#### YOUR OBJECTIVE
Report every line of the records that contains the word "this". Case counts.

#### Rows from a pointing dataset
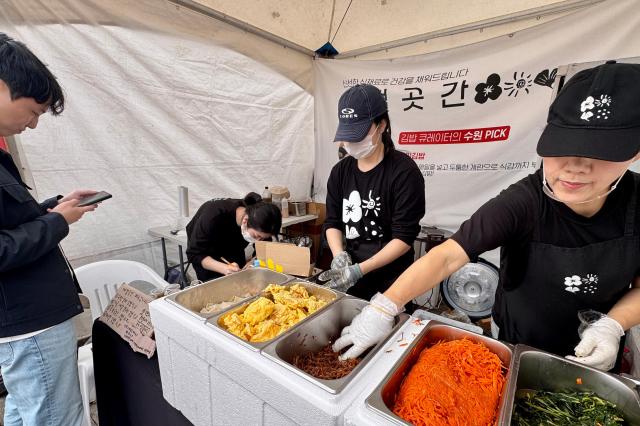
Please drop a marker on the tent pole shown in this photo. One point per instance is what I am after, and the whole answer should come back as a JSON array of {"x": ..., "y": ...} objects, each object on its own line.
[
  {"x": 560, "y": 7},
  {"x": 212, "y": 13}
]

...

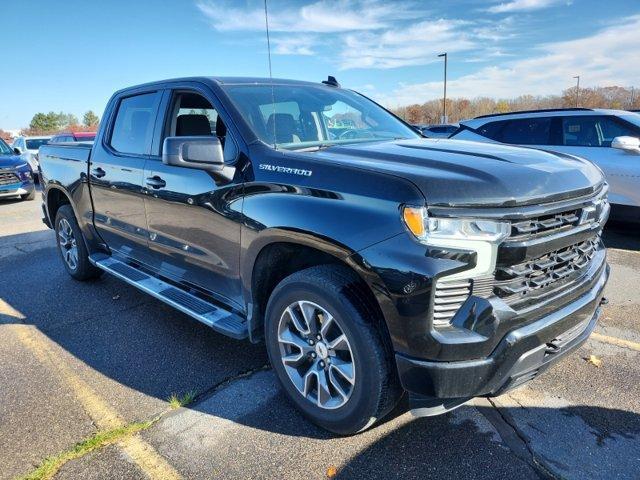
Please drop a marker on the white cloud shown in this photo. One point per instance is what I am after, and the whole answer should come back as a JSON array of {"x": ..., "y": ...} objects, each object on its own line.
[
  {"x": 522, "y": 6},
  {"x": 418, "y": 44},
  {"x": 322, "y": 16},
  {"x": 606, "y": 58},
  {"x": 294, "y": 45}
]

#### THE RESPONSE
Please drop a marker on the tent pole shown in this photo. One point per instance is what I am after, and the whole answer should come back as a JSON array of {"x": ..., "y": ...} objects, each object on its own line.
Please drop a marker on the white cloud shown in this photo. One point per instance is what I am after, and the whole answer should come back as a JSON array of {"x": ..., "y": ...} objects, each object on its own line.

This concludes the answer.